--- What is required ---
Please reproduce, character for character, the part of the records that opens with the line containing "bud for our possession-tracking pipeline." and closes with the line containing "[0,0,1456,372]", including both of those lines.

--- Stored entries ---
----------------

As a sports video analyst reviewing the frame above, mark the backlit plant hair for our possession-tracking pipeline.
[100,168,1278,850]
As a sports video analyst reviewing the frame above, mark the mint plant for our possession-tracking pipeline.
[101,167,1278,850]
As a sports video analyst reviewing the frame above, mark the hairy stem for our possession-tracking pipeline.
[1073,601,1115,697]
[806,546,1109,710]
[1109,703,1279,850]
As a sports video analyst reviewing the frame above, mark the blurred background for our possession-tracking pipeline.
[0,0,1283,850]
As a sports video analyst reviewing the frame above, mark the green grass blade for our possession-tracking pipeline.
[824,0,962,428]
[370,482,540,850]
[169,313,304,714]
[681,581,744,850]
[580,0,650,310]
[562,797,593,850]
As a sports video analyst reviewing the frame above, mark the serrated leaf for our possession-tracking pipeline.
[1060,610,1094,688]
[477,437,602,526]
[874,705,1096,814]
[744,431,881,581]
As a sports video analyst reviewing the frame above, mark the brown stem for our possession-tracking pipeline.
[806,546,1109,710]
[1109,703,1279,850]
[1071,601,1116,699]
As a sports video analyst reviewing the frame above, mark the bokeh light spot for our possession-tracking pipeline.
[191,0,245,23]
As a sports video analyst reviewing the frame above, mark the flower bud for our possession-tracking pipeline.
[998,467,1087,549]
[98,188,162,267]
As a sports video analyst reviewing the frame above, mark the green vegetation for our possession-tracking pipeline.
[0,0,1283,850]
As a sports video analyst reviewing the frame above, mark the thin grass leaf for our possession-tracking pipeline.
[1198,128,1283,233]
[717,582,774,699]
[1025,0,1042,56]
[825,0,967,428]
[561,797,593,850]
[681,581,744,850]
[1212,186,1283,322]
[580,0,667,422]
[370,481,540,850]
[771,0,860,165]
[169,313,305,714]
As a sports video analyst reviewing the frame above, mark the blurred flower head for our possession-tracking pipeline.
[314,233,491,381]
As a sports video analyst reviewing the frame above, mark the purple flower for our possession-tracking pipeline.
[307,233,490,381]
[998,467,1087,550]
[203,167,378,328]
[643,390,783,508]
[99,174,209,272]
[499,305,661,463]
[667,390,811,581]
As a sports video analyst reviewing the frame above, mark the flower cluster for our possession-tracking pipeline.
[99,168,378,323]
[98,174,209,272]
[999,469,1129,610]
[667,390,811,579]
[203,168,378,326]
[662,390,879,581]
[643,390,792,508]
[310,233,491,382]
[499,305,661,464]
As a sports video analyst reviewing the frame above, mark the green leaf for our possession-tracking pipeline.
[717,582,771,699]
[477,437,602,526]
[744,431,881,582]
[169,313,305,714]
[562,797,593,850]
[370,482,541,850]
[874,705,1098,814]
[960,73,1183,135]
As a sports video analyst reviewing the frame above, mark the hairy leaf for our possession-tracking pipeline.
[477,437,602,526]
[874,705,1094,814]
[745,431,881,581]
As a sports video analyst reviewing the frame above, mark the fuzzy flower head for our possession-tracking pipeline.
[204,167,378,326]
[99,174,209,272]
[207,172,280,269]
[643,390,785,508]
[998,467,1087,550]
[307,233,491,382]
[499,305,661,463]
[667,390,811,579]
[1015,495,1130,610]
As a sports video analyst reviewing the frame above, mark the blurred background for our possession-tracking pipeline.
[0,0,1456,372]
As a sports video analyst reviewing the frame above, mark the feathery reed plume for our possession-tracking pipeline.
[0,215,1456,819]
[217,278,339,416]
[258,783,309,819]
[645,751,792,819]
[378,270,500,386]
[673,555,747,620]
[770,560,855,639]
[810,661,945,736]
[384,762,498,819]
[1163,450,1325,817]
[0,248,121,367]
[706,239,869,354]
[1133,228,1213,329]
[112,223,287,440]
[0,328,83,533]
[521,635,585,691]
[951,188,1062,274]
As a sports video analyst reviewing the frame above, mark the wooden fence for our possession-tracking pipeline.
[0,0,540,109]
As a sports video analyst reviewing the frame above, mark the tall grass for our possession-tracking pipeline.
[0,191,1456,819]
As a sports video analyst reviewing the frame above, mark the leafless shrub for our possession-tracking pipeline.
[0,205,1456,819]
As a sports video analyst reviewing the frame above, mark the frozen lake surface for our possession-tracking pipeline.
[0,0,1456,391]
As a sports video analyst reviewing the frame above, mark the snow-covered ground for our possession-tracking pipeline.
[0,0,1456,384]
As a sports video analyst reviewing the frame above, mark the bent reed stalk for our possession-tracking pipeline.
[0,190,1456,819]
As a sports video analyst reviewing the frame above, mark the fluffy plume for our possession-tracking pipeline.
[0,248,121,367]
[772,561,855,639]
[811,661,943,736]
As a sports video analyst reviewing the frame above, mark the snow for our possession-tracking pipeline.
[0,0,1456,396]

----------------

--- Complete output ---
As a sports video analyst reviewing the frame above, mark the flower bud for our possession-tracking pipeline.
[998,467,1087,549]
[98,188,162,267]
As a sports video analyst reviewing the frame above, mark the green vegetation for our possession-tracking pipeline.
[0,0,1283,850]
As a sports video analyst reviewing the frame above, mark the thin grass leaf for our possession-tracking pipeline.
[1198,128,1283,233]
[717,582,774,699]
[1025,0,1042,56]
[825,0,967,428]
[561,797,593,850]
[681,581,744,850]
[1212,186,1283,322]
[580,0,667,422]
[370,481,540,850]
[771,0,860,165]
[169,313,305,714]
As a sports video analyst reviewing the frame above, mark the blurred flower head for our possession-tracking pipeline.
[314,233,491,381]
As a sports video analyst reviewing the frame above, mark the purple flower for our possession-tracking pipeline.
[307,233,490,381]
[998,467,1087,550]
[203,167,378,328]
[643,390,783,508]
[99,174,209,272]
[499,305,661,463]
[667,390,811,581]
As a sports video analyst reviewing the frame above, mark the flower cluster for our possession-tracking pipeline.
[99,168,378,323]
[98,174,209,272]
[999,469,1129,610]
[667,390,811,579]
[203,168,378,326]
[662,390,879,581]
[643,390,792,508]
[310,233,491,382]
[499,305,661,464]
As a sports video analyst reviewing the frame above, mark the green leaf for our possession-tracking pipeline.
[717,582,771,699]
[477,437,602,526]
[744,431,881,582]
[169,313,305,714]
[562,797,593,850]
[370,482,541,850]
[874,705,1098,814]
[960,73,1183,135]
As a sports video analyst reviewing the frame above, mark the hairy leaf for our possession-tracking pipeline.
[477,437,602,526]
[874,705,1094,814]
[745,431,881,581]
As a sports video analyst reviewing the frame above, mark the fuzzy flower head for our possession-tracking pipeline.
[204,167,378,326]
[99,174,209,272]
[207,172,280,269]
[643,390,785,508]
[998,467,1087,550]
[307,233,491,382]
[499,305,661,463]
[667,390,811,579]
[1015,495,1130,610]
As a sports video analyst reviewing the frame above, mark the blurred background for our possession-tracking pipeline.
[0,0,1456,372]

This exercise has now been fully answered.